MATERIAL PROVIDED:

★ ★ ★ ★

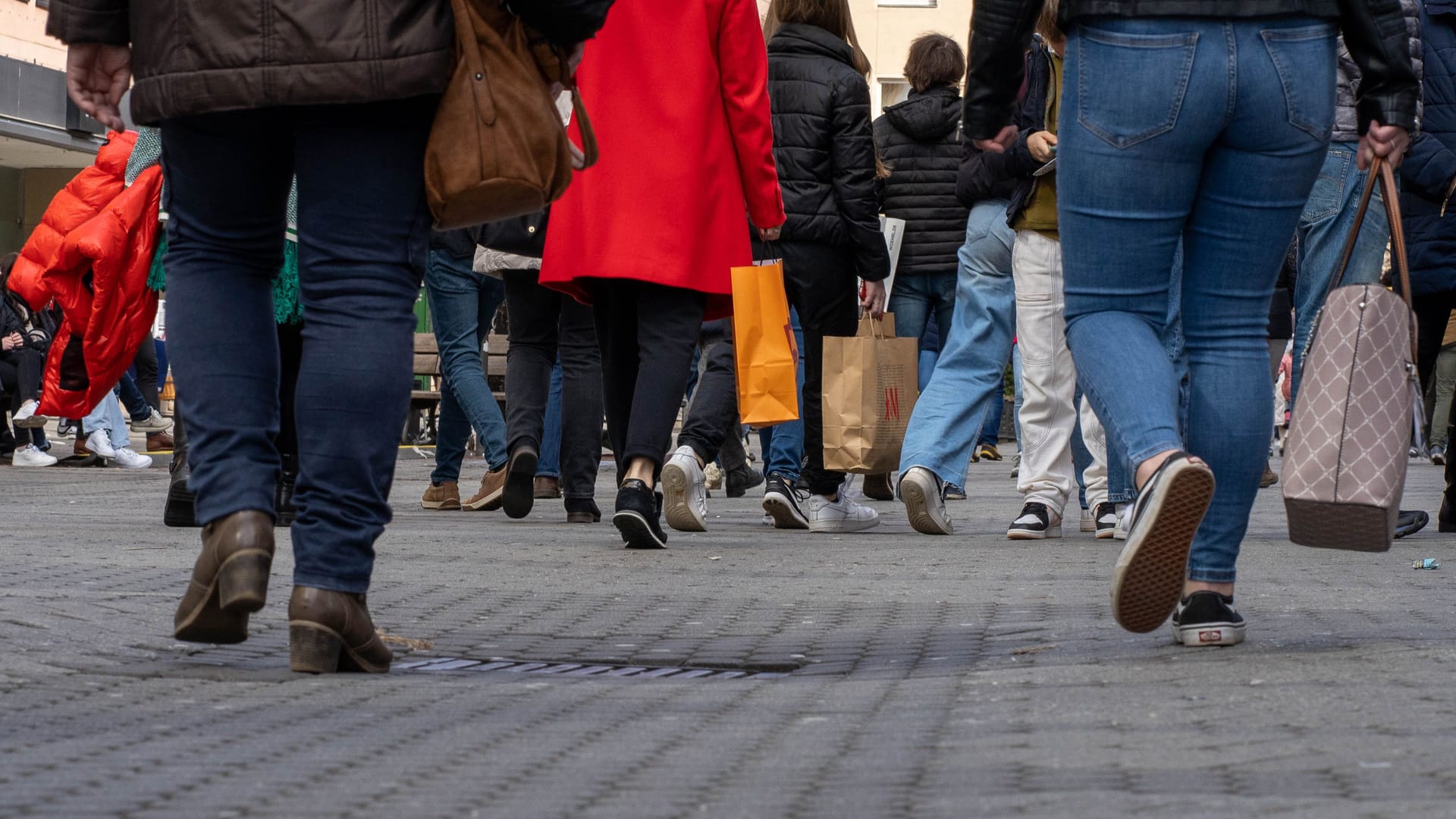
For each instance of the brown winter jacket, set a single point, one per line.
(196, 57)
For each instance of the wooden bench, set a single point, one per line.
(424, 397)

★ ★ ★ ★

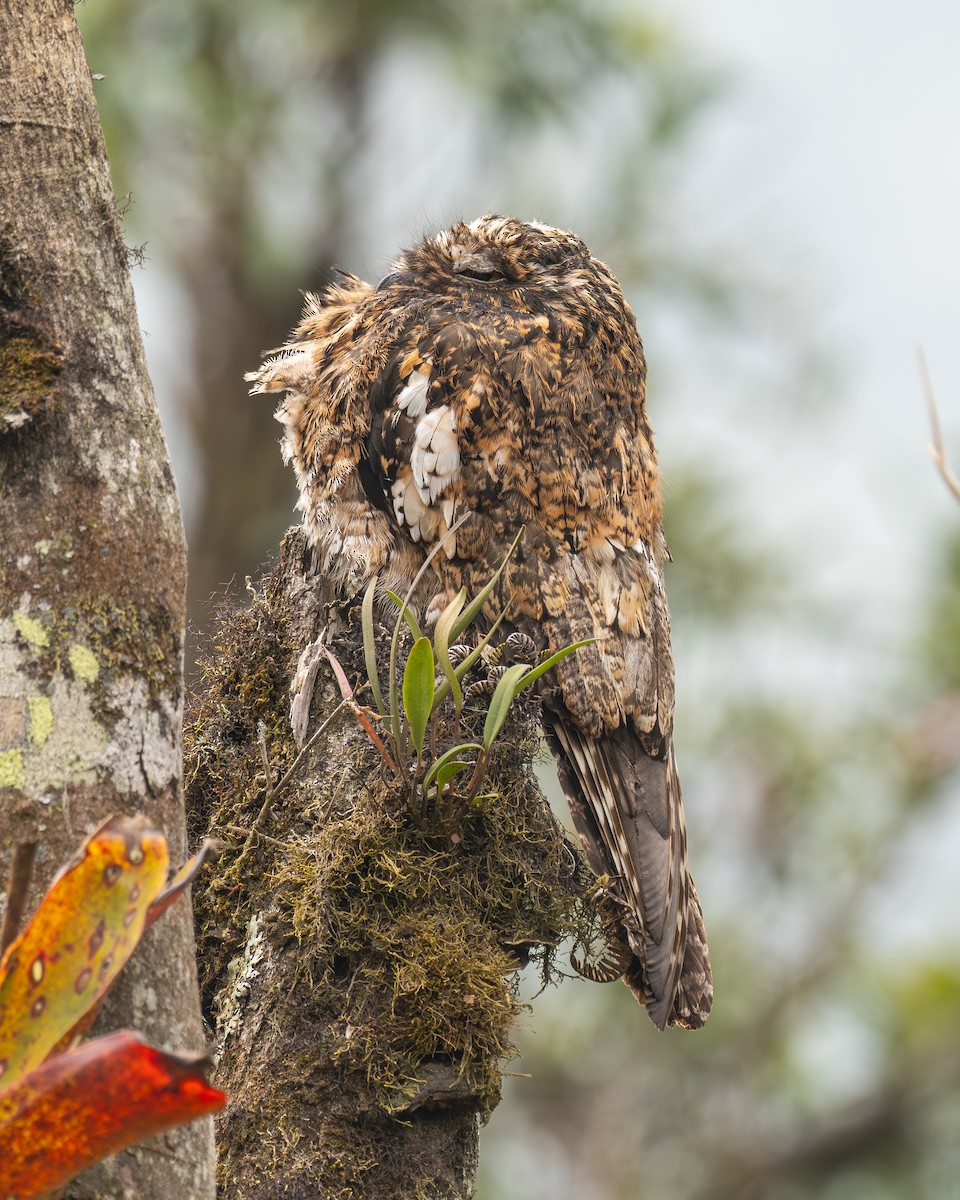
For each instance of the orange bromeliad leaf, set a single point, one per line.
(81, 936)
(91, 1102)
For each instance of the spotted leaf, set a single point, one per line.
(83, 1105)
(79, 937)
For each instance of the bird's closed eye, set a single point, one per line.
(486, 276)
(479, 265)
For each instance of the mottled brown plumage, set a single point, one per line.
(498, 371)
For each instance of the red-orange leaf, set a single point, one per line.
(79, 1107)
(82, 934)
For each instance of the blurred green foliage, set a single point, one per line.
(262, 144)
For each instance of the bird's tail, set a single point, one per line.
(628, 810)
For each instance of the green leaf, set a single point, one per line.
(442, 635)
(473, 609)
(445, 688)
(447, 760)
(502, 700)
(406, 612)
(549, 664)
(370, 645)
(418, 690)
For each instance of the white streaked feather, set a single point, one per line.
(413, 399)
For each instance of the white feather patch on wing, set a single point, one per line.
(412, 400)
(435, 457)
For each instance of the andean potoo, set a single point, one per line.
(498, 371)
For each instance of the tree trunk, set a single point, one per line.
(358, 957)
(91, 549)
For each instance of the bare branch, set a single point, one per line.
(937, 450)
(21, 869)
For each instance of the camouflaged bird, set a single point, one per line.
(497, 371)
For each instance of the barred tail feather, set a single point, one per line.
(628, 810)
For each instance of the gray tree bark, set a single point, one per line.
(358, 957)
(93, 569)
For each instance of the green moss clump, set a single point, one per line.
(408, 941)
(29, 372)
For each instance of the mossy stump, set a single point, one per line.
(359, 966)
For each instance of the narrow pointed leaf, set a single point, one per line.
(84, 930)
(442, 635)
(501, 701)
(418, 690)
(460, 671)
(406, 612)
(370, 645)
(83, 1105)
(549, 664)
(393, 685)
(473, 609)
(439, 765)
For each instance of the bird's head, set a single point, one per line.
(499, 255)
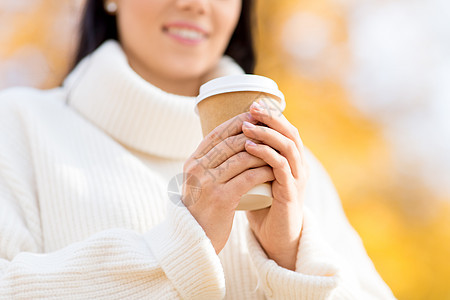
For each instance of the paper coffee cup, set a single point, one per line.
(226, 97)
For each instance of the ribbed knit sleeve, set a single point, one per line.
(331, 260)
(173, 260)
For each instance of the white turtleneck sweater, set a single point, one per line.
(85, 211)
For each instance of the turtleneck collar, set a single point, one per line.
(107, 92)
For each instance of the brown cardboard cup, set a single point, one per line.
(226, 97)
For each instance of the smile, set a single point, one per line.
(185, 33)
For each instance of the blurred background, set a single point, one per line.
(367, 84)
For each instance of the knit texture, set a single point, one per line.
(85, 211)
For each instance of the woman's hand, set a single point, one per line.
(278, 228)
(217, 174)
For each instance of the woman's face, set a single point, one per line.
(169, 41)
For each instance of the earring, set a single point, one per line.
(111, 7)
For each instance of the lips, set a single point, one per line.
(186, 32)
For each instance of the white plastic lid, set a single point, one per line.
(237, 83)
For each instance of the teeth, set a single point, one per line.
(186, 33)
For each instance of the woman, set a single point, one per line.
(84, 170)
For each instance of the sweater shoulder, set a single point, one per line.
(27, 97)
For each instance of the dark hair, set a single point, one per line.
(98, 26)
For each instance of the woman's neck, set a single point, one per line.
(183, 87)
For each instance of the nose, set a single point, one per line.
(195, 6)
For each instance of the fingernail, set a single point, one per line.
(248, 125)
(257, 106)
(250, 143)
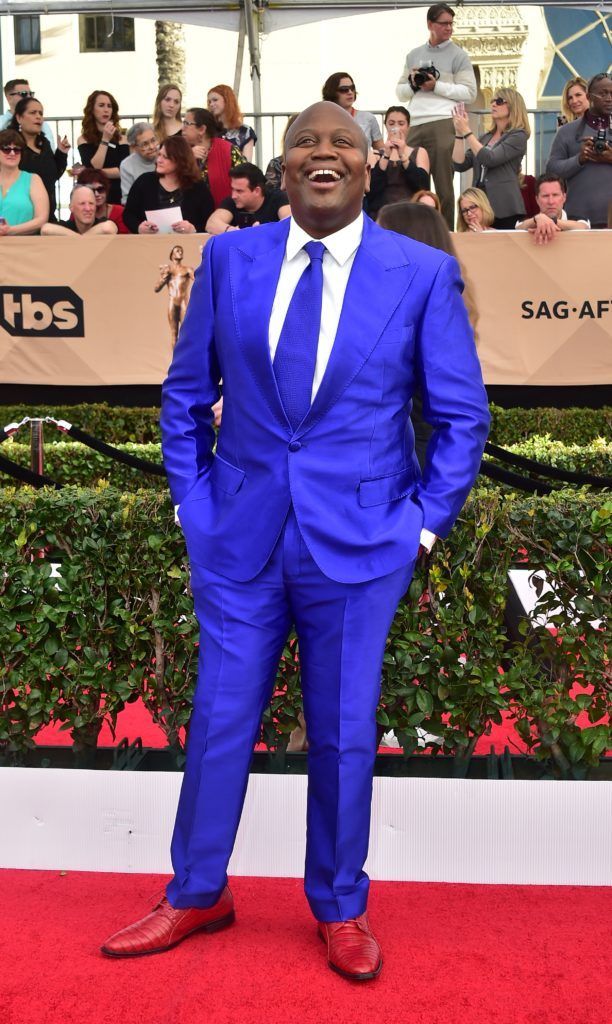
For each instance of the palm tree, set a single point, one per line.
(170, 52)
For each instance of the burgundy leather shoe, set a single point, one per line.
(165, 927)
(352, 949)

★ ★ ★ ★

TASK GOAL: Please return every line above that contains the string "turtleneck", treating uppercase and lowercase as different.

SOLUTION BELOW:
For each instance of the white turtleneck sweater, set a single point, one per line.
For each instance of the turtleneck collar, set a single point, one per line.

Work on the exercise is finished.